→ **Data provided**
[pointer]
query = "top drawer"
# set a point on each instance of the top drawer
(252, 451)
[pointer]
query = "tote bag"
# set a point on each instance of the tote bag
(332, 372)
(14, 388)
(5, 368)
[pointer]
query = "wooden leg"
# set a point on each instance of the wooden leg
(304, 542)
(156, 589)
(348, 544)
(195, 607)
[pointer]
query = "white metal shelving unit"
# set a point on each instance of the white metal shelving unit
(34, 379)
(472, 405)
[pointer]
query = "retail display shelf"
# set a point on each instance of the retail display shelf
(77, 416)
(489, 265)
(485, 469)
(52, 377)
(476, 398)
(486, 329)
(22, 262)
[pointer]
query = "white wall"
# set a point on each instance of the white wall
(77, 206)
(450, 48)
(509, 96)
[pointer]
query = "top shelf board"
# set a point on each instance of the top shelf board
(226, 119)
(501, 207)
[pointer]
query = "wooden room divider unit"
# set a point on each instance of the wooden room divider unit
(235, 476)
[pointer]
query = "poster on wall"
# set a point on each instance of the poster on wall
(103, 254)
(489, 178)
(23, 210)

→ **Aim of the exercise**
From the records above, return each line that contains the word "poster".

→ **The response**
query = "poster on wall"
# set a point on each instance of the poster on wall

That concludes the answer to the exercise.